From the records below, transcribe exactly the lines that begin at the line with "Target: open mouth" and end at the line with "Return one point per instance of the shirt collar", both included.

Records:
Start of Block

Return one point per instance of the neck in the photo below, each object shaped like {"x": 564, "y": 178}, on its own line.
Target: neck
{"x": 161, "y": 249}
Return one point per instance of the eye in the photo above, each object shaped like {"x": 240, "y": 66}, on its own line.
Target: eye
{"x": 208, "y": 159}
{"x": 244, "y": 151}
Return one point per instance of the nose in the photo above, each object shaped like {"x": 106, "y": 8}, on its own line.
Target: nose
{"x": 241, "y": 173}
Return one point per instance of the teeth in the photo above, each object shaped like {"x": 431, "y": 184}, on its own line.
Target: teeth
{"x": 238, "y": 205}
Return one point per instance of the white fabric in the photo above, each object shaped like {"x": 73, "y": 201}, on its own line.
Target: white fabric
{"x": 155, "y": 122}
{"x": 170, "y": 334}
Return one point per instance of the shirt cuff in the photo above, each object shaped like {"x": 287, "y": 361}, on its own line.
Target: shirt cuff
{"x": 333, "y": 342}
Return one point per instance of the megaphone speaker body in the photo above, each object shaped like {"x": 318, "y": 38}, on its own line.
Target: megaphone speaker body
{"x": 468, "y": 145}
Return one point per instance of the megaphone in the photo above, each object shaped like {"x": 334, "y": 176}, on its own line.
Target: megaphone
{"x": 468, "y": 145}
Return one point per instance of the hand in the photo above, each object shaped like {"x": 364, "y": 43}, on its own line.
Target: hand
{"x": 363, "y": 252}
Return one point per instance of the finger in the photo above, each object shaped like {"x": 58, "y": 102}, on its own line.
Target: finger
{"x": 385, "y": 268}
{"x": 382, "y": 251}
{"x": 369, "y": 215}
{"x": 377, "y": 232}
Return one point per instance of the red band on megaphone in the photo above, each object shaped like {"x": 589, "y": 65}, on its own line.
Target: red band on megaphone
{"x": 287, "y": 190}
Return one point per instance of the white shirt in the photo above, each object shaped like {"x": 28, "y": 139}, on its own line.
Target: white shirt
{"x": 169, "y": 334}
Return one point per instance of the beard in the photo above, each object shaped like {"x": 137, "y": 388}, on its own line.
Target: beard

End of Block
Start of Block

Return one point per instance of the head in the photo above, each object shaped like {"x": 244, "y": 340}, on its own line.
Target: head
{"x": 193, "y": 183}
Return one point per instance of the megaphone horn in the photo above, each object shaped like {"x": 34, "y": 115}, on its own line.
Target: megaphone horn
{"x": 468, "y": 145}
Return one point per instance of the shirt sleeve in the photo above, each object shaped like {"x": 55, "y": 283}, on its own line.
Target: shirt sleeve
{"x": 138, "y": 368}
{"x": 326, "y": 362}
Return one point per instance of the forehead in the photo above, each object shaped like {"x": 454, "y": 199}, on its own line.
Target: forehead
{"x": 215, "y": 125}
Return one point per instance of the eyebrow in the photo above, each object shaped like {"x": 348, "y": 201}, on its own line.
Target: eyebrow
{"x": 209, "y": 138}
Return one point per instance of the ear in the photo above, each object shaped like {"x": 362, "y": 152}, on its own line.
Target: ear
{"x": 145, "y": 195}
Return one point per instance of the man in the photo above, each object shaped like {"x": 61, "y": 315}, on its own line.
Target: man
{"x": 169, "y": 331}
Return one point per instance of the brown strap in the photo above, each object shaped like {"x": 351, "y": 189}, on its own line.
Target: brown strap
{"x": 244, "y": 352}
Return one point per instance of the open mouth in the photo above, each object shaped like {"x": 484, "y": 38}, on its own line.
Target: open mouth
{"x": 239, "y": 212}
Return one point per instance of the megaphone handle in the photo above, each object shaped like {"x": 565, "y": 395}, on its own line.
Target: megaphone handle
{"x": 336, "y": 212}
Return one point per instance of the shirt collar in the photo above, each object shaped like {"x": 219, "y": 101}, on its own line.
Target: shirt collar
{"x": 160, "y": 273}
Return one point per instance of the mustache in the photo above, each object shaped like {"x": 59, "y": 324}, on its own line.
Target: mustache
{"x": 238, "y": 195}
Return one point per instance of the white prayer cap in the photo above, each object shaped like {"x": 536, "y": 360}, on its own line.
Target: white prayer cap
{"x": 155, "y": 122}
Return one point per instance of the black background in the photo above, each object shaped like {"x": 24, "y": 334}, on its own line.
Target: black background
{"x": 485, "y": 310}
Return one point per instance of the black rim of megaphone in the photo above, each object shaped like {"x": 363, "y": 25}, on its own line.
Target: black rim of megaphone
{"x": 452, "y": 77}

End of Block

Answer to this exercise:
Target: open mouth
{"x": 239, "y": 212}
Return one point per instance of the megaphone handle in the photo above, each object shaped like {"x": 565, "y": 395}, on its own line.
Target: megaphone handle
{"x": 336, "y": 212}
Return one point per instance of the shirt collar in the photo above, each object shaped like {"x": 219, "y": 101}, on its own line.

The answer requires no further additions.